Your instructions: Please retype all of the following entries exactly.

-- Data listing follows --

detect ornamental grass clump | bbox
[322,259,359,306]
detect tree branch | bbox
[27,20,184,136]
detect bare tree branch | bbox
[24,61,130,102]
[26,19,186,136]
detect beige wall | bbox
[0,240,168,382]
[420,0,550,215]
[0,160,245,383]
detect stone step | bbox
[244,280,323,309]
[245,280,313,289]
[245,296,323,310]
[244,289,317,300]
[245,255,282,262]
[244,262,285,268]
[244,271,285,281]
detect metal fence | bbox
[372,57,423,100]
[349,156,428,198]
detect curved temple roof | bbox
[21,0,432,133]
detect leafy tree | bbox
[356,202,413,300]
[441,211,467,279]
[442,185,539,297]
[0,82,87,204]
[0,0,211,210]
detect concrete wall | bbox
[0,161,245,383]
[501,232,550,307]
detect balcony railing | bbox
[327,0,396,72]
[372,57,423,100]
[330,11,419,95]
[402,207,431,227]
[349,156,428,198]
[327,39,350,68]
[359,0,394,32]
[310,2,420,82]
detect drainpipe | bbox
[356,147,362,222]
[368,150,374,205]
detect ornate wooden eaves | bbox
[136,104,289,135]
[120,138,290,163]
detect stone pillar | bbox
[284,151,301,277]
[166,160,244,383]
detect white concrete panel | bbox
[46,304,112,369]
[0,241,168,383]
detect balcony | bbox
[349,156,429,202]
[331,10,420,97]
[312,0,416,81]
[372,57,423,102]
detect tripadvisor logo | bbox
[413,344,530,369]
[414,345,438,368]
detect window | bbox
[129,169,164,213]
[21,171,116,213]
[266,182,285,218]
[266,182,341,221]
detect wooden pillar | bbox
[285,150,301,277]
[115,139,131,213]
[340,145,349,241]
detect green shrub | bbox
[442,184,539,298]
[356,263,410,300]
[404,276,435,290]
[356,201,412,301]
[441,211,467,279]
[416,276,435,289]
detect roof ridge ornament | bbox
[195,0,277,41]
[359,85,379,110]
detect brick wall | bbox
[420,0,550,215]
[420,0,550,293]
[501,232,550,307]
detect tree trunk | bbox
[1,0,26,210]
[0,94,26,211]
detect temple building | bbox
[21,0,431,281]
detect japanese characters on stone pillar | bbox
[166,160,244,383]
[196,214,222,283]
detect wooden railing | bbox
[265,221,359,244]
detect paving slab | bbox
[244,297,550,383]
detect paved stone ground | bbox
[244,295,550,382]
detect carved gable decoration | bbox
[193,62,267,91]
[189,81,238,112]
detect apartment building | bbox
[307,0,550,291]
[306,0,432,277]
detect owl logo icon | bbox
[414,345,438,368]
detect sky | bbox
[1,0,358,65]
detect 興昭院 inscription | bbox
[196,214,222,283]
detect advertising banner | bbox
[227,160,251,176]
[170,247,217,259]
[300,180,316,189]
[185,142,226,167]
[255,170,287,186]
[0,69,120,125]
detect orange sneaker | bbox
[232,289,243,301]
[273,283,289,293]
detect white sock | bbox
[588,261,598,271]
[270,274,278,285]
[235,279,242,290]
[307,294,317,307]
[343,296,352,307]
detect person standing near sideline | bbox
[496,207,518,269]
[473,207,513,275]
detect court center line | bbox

-- Data listing concluded --

Reply:
detect ornamental grass clump | bbox
[322,259,359,306]
detect tree branch | bbox
[27,20,184,136]
detect bare tree branch | bbox
[24,61,130,102]
[26,19,186,136]
detect beige wall | bbox
[0,240,168,382]
[420,0,550,215]
[0,160,245,383]
detect stone step | bbox
[244,280,323,309]
[245,280,313,289]
[245,296,323,310]
[244,289,317,300]
[245,255,282,262]
[244,262,285,268]
[244,271,285,281]
detect metal fence | bbox
[372,57,423,100]
[349,156,428,198]
detect curved temple roof | bbox
[21,0,432,133]
detect leafy tree | bbox
[356,202,413,300]
[441,211,467,279]
[442,185,539,297]
[0,82,87,204]
[0,0,211,210]
detect concrete wall | bbox
[0,161,245,383]
[501,232,550,307]
detect balcony railing | bbox
[327,0,396,72]
[372,57,423,100]
[330,11,419,95]
[402,207,431,227]
[349,156,428,198]
[327,39,350,68]
[359,0,394,32]
[310,2,420,82]
detect drainpipe | bbox
[356,147,362,222]
[368,150,374,205]
detect ornate wooden eaves | bbox
[136,104,289,135]
[120,138,290,163]
detect stone pillar | bbox
[284,151,301,277]
[166,160,244,383]
detect white concrete panel | bbox
[46,304,112,369]
[0,241,168,383]
detect balcony | bbox
[349,156,429,202]
[331,10,420,97]
[312,0,416,81]
[372,57,423,102]
detect tripadvisor logo | bbox
[413,344,530,369]
[414,345,438,368]
detect window | bbox
[129,169,164,213]
[21,171,116,213]
[266,182,285,218]
[266,182,341,221]
detect wooden pillar | bbox
[285,150,301,277]
[115,139,131,213]
[340,145,349,241]
detect green shrub | bbox
[442,184,539,298]
[356,263,410,300]
[404,276,435,290]
[356,201,412,301]
[441,211,467,279]
[416,276,435,289]
detect roof ridge ornament | bbox
[195,0,277,41]
[359,85,379,110]
detect brick wall | bbox
[420,0,550,215]
[420,0,550,293]
[501,232,550,307]
detect tree trunk | bbox
[1,0,26,210]
[0,94,26,211]
detect temple building | bbox
[21,0,431,281]
detect japanese characters on stone pillar | bbox
[166,160,244,383]
[196,214,222,283]
detect wooden railing | bbox
[265,221,359,244]
detect paving slab | bbox
[244,297,550,383]
detect paved stone ground | bbox
[244,295,550,382]
detect carved gable decoration | bbox
[193,62,267,91]
[189,81,238,112]
detect apartment building | bbox
[307,0,550,291]
[306,0,432,277]
detect owl logo icon | bbox
[414,345,438,368]
detect sky | bbox
[1,0,358,65]
detect 興昭院 inscription | bbox
[196,214,222,283]
detect advertising banner | bbox
[227,160,251,176]
[170,247,217,259]
[300,180,316,189]
[185,142,226,167]
[255,170,287,186]
[0,69,120,125]
detect orange sneaker | bbox
[232,289,243,301]
[273,283,289,293]
detect white sock | bbox
[588,261,598,271]
[270,274,278,285]
[235,279,242,290]
[307,294,317,307]
[343,296,352,307]
detect person standing near sideline | bbox
[496,207,518,269]
[473,207,513,275]
detect court center line | bbox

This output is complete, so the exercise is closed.